RECORDS SUPPLIED:
_ _ _ _
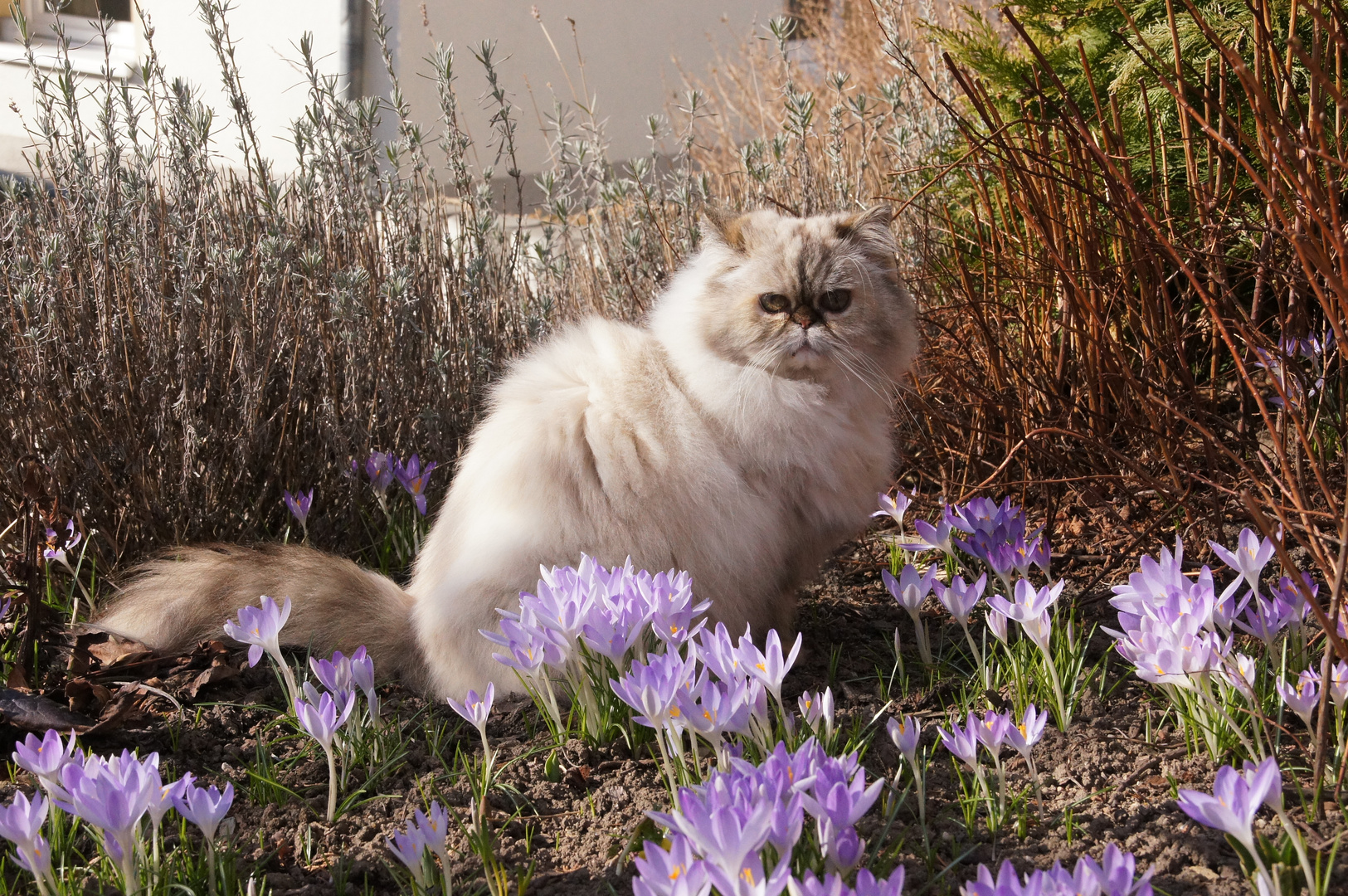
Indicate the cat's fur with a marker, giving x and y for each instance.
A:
(722, 440)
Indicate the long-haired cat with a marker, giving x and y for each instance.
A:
(742, 434)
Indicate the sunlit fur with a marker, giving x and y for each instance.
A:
(718, 438)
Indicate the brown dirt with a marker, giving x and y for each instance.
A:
(580, 830)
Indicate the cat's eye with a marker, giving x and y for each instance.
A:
(836, 300)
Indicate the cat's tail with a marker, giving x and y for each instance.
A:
(187, 596)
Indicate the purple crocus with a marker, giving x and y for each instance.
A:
(819, 708)
(46, 757)
(770, 666)
(321, 720)
(894, 507)
(474, 709)
(664, 872)
(963, 743)
(1304, 697)
(651, 689)
(204, 806)
(363, 677)
(992, 731)
(906, 733)
(933, 537)
(260, 628)
(713, 709)
(379, 469)
(1028, 733)
(68, 543)
(298, 505)
(1250, 557)
(413, 477)
(716, 651)
(837, 798)
(334, 674)
(435, 830)
(21, 824)
(960, 598)
(834, 885)
(409, 846)
(1233, 805)
(1030, 602)
(1339, 684)
(910, 591)
(112, 796)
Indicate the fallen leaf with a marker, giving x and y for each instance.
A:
(217, 673)
(84, 695)
(34, 713)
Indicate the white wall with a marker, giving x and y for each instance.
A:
(634, 53)
(630, 50)
(265, 36)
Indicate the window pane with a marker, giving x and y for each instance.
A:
(114, 10)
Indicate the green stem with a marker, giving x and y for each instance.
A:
(332, 783)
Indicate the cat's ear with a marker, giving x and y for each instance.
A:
(726, 226)
(869, 228)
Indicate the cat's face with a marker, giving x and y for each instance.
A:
(808, 298)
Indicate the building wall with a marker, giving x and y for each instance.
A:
(634, 53)
(265, 34)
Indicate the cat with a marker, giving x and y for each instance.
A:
(740, 434)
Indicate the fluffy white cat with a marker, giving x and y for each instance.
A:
(740, 434)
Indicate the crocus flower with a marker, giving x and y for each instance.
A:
(363, 677)
(334, 674)
(910, 591)
(1233, 805)
(770, 666)
(727, 835)
(1029, 732)
(662, 872)
(413, 477)
(21, 824)
(260, 628)
(114, 798)
(963, 742)
(321, 720)
(960, 598)
(476, 709)
(409, 848)
(1302, 699)
(716, 708)
(834, 885)
(1240, 673)
(45, 757)
(379, 468)
(933, 537)
(204, 806)
(1030, 602)
(716, 650)
(817, 708)
(912, 587)
(894, 507)
(298, 505)
(992, 731)
(906, 733)
(998, 624)
(1250, 557)
(1339, 684)
(435, 830)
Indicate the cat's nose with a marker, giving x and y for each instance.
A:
(805, 315)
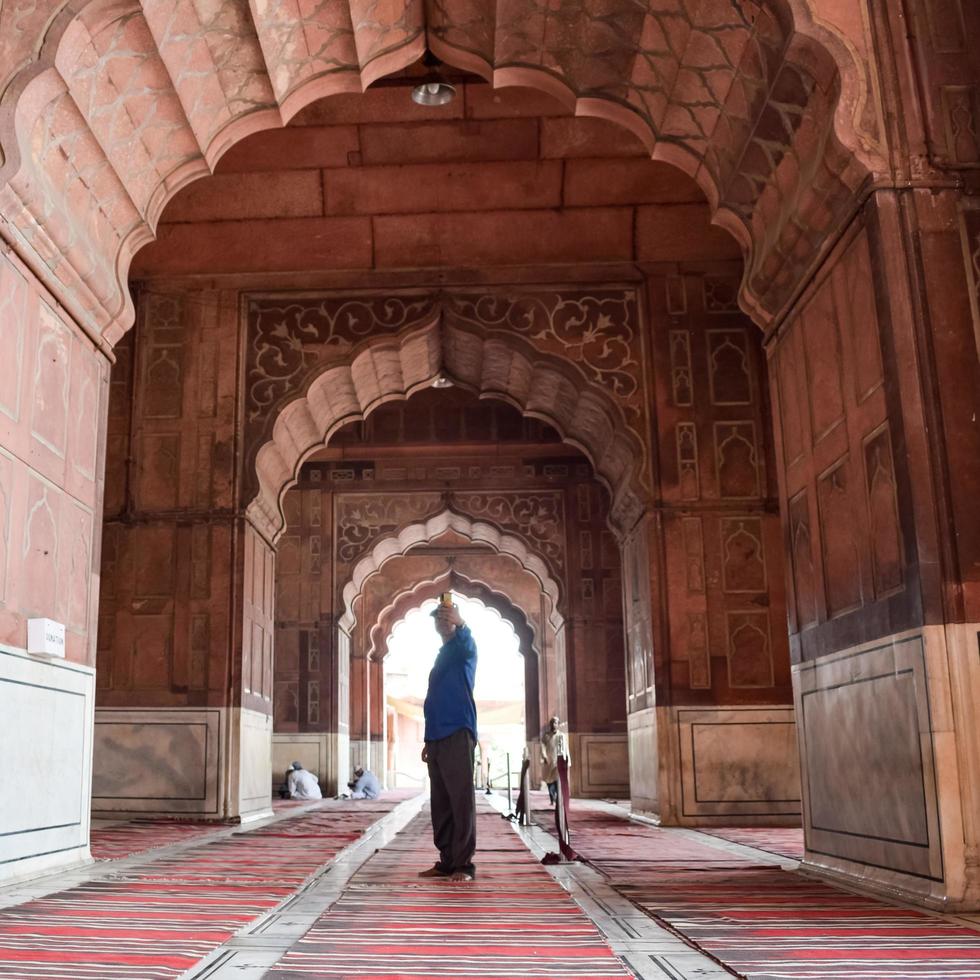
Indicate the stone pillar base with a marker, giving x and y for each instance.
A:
(600, 767)
(890, 740)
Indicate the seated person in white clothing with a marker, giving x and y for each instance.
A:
(364, 785)
(302, 784)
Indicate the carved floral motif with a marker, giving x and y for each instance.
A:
(538, 518)
(289, 338)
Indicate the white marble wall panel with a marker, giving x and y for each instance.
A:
(737, 763)
(46, 748)
(643, 755)
(159, 760)
(255, 764)
(600, 765)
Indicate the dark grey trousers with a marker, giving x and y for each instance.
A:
(453, 801)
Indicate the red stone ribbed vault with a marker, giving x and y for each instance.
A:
(108, 108)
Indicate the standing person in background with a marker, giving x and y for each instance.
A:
(450, 738)
(549, 757)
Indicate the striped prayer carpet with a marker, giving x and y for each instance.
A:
(784, 841)
(513, 922)
(119, 840)
(764, 922)
(156, 920)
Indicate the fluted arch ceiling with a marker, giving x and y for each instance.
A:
(108, 107)
(492, 365)
(400, 606)
(421, 532)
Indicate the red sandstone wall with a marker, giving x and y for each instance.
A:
(173, 552)
(53, 402)
(853, 574)
(714, 628)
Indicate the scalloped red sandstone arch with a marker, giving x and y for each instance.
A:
(493, 366)
(109, 108)
(478, 531)
(508, 609)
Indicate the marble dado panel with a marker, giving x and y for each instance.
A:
(205, 762)
(643, 760)
(869, 747)
(46, 728)
(150, 760)
(736, 762)
(600, 765)
(251, 798)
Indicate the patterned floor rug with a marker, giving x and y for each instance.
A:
(784, 841)
(513, 922)
(119, 840)
(765, 923)
(156, 920)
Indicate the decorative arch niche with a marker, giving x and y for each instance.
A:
(476, 531)
(597, 405)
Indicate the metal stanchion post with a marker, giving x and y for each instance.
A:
(525, 820)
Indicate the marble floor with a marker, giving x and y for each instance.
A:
(647, 944)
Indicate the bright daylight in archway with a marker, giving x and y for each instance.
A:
(489, 489)
(498, 692)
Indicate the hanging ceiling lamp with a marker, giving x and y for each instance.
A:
(433, 93)
(435, 90)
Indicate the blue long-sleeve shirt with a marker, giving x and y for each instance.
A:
(449, 704)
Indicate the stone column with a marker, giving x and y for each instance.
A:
(875, 384)
(711, 725)
(54, 393)
(183, 723)
(360, 709)
(376, 761)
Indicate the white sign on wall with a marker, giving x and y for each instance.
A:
(46, 637)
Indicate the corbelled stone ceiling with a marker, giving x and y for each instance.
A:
(107, 109)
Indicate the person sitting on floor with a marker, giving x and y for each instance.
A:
(302, 784)
(364, 785)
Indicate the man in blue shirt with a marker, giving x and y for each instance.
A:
(450, 738)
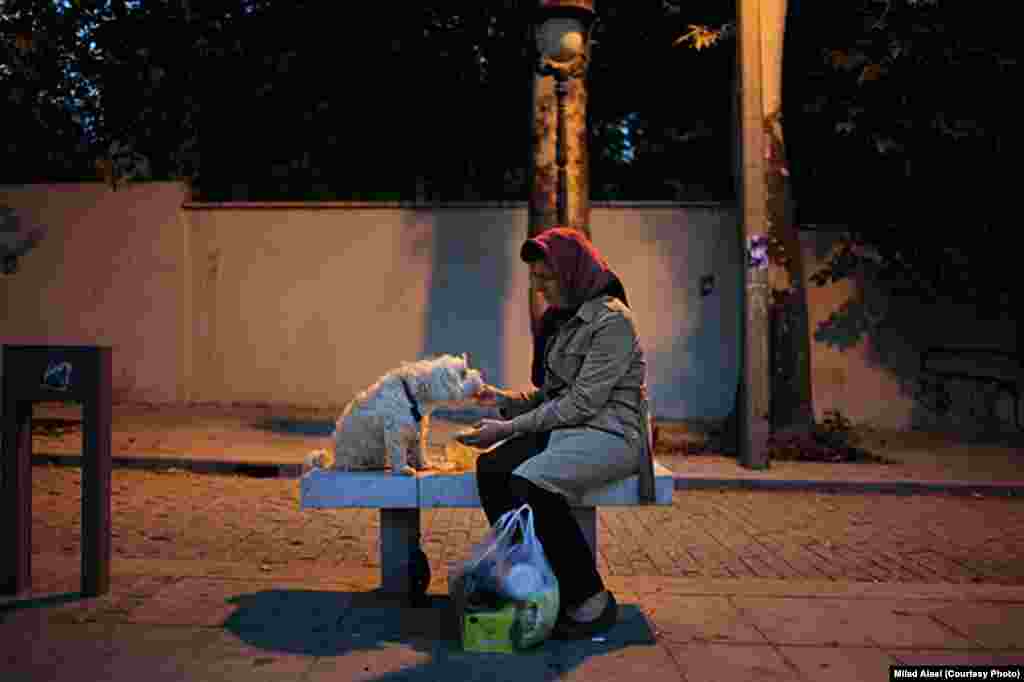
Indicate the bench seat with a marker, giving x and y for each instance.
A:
(401, 498)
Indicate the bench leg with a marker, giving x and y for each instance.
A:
(587, 518)
(399, 536)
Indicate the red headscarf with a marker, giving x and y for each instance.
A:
(583, 273)
(582, 270)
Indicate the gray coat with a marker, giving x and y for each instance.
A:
(595, 378)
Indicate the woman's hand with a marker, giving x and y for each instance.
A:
(487, 395)
(488, 431)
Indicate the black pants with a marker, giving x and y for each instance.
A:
(563, 542)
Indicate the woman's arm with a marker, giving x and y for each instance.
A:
(513, 403)
(606, 363)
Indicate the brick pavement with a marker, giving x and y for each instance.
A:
(706, 534)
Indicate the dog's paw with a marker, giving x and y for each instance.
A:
(317, 459)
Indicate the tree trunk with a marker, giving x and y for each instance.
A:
(792, 406)
(791, 401)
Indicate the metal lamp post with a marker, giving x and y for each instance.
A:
(559, 185)
(559, 169)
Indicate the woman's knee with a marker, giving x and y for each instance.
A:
(488, 464)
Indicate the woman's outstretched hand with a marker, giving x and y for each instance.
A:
(486, 433)
(487, 395)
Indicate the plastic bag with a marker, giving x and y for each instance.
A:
(509, 565)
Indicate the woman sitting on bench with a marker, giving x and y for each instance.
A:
(585, 427)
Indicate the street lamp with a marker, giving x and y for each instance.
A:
(561, 30)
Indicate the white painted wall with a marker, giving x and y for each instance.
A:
(308, 304)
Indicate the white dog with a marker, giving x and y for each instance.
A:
(385, 426)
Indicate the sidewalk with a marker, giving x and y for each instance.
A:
(267, 441)
(194, 621)
(181, 619)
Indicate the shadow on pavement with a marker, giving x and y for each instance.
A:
(332, 625)
(10, 604)
(312, 427)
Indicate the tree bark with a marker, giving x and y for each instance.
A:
(792, 406)
(754, 414)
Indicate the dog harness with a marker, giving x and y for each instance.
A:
(412, 402)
_ _ _ _
SHORT EXERCISE:
Can you rewrite all the items above with "with a marker" changed to "with a point", keeping everything else the same and leaving out the pictures?

ANSWER TO THIS EXERCISE:
Indicate the cat's fur with a point, giving x and y for each instance.
A:
(722, 440)
Indicate the long-haired cat with a point, giving x and y for each instance.
A:
(742, 434)
Indicate the sunlit fur with a point, giving x and y for each instance.
A:
(718, 438)
Indicate the brown dirt with a point, giving x and y for each instance.
A:
(580, 830)
Indicate the cat's eye with a point, giving x and y for each instance.
A:
(836, 300)
Indicate the cat's tail with a point, giving x and y for each instance.
A:
(187, 596)
Indicate the purple crocus with a point, giving x and y for each instance.
A:
(819, 708)
(46, 757)
(770, 666)
(321, 720)
(894, 507)
(474, 709)
(664, 872)
(963, 743)
(1304, 697)
(651, 689)
(204, 806)
(363, 677)
(992, 731)
(906, 733)
(933, 537)
(260, 628)
(713, 709)
(379, 469)
(1028, 733)
(68, 543)
(298, 505)
(1250, 557)
(413, 477)
(716, 651)
(837, 798)
(334, 674)
(435, 830)
(21, 824)
(960, 598)
(834, 885)
(409, 846)
(1233, 805)
(1030, 602)
(1339, 684)
(910, 591)
(112, 796)
Indicate the fallen leaf with a point, giving x and y for each instance.
A:
(217, 673)
(84, 695)
(34, 713)
Indicate the white wall with a point, giving x and y for each instance.
A:
(634, 53)
(630, 50)
(265, 36)
Indicate the window pane with a point, giving x and y for each instance.
A:
(114, 10)
Indicate the green stem with a point, giving x and y for each instance.
A:
(332, 783)
Indicate the cat's ear with a point, giving x and y for each instance.
A:
(726, 226)
(869, 228)
Indicate the cat's face with a point, giving x and y for each instance.
A:
(808, 298)
Indicate the building wall with a point, giving x and y for each instance.
A:
(634, 53)
(265, 34)
Indicate the cat with a point, giving x and y for each instance.
A:
(740, 434)
Indicate the fluffy white cat with a point, giving x and y for each instance.
A:
(740, 434)
Indicate the crocus flower with a point, giving x and y for each instance.
A:
(363, 677)
(334, 674)
(910, 591)
(1233, 805)
(770, 666)
(727, 835)
(1029, 732)
(662, 872)
(413, 477)
(21, 824)
(260, 628)
(114, 798)
(963, 742)
(321, 720)
(960, 598)
(476, 709)
(409, 848)
(1302, 699)
(716, 708)
(834, 885)
(1240, 673)
(45, 757)
(379, 468)
(933, 537)
(204, 806)
(1030, 602)
(716, 650)
(817, 708)
(912, 587)
(894, 507)
(298, 505)
(992, 731)
(906, 733)
(998, 624)
(1250, 557)
(1339, 684)
(435, 830)
Indicate the cat's nose with a point, giving x and y for each instance.
A:
(805, 315)
Indicate the stone pillar base with a point, giving x and y for each instance.
A:
(600, 767)
(890, 740)
Indicate the seated person in white clothing with a point, giving x and y for each instance.
A:
(364, 785)
(302, 784)
Indicate the carved floral motif with a point, giving x and y for each instance.
A:
(538, 518)
(289, 338)
Indicate the white marble wall panel with a point, giving x and y for each instance.
A:
(737, 763)
(46, 748)
(643, 755)
(159, 760)
(255, 764)
(600, 765)
Indicate the dark grey trousers with a point, giving x and y for each instance.
A:
(453, 801)
Indicate the red stone ribbed vault with a point, giving x and y for each instance.
A:
(108, 108)
Indicate the standing person in background with a point, giving x and y for each instance.
A:
(450, 738)
(549, 757)
Indicate the striped prayer carpet with a point, giving x and y for each instance.
A:
(784, 841)
(513, 922)
(119, 840)
(764, 922)
(156, 920)
Indicate the fluted arch ceiling with a point, giving x and y for each instance.
A:
(108, 107)
(492, 365)
(400, 606)
(421, 532)
Indicate the red sandstone wall with a point, giving x and y for each instance.
A:
(173, 552)
(53, 402)
(853, 574)
(714, 628)
Indicate the scalloped red sandstone arch with a point, giving x and y for each instance.
A:
(493, 366)
(109, 108)
(478, 531)
(508, 609)
Indicate the marble dado panel with a point, giving x and y for each instance.
A:
(205, 762)
(643, 760)
(869, 747)
(46, 728)
(150, 760)
(736, 762)
(600, 765)
(251, 798)
Indicate the patterned floor rug with a point, giving x and y for each instance.
A:
(784, 841)
(513, 922)
(119, 840)
(765, 923)
(156, 920)
Indicate the decorative arch niche with a point, giving x and y for each instance.
A:
(476, 531)
(597, 405)
Indicate the metal stanchion post with a point, giving x and y for each instance.
A:
(525, 820)
Indicate the marble floor with a point, giving x and y for each instance.
A:
(647, 944)
Indicate the bright daylight in archway with a point, giving x and y for each instance.
A:
(489, 489)
(498, 692)
Indicate the hanging ceiling lamp with a point, giving x and y for each instance.
A:
(433, 93)
(435, 90)
Indicate the blue long-sleeve shirt with a point, giving x and y for each instance.
A:
(449, 704)
Indicate the stone column with a point, giving x and y for each instance.
A:
(875, 384)
(711, 725)
(54, 393)
(183, 723)
(360, 709)
(376, 761)
Indicate the white sign on wall with a point, giving x and y for each instance.
A:
(46, 637)
Indicate the corbelled stone ceiling with a point, giving x and y for each instance.
A:
(107, 109)
Indicate the person sitting on floor with a point, giving x and y for each instance.
A:
(302, 784)
(364, 785)
Indicate the man in blue shirt with a point, giving x and y for each instance.
A:
(450, 738)
Indicate the bench seat with a point, giving x and y for each instance.
A:
(401, 498)
Indicate the bench leg with a point, giving x and y for each instance.
A:
(587, 518)
(399, 536)
Indicate the red headscarf with a point, giving x and y for each instance.
A:
(583, 273)
(582, 270)
Indicate the gray coat with a point, giving x and y for each instance.
A:
(595, 378)
Indicate the woman's hand with a point, giving x and y for each instance.
A:
(487, 395)
(488, 431)
Indicate the black pants with a point, giving x and y for each instance.
A:
(563, 542)
Indicate the woman's arm with a point, giving x and y for each instance.
A:
(513, 403)
(606, 363)
Indicate the brick pavement with a point, giving x and y for each instance.
A:
(706, 534)
Indicate the dog's paw with a point, giving x and y for each instance.
A:
(317, 459)
Indicate the tree trunk with a point, giving x and y for each instance.
A:
(792, 406)
(791, 401)
Indicate the metal lamp post with a point, giving x and y for each instance.
A:
(559, 185)
(559, 169)
Indicate the woman's knee with a point, giving x and y for each instance.
A:
(488, 464)
Indicate the woman's outstretched hand with a point, giving x and y for each instance.
A:
(486, 433)
(487, 395)
Indicate the plastic bag with a point, giving x and y for each instance.
A:
(509, 565)
Indicate the woman sitting on bench with a point, giving x and y for each instance.
A:
(585, 427)
Indicate the street lamp with a point, giving x and y for each instance.
A:
(561, 30)
Indicate the white painted wall with a point, giving x and y for each instance.
A:
(308, 304)
Indicate the white dog with a point, giving x and y for each instance.
A:
(385, 426)
Indicate the sidewalk with a point, giving x and y for each instance.
A:
(267, 441)
(194, 621)
(181, 619)
Indicate the shadow on pavement with a point, giving x and y for each instance.
A:
(332, 625)
(10, 604)
(312, 427)
Indicate the tree bark with a point, giving x and y for each instance.
A:
(792, 406)
(754, 414)
Indicate the dog harness with a point, giving x and y for each instance.
A:
(412, 402)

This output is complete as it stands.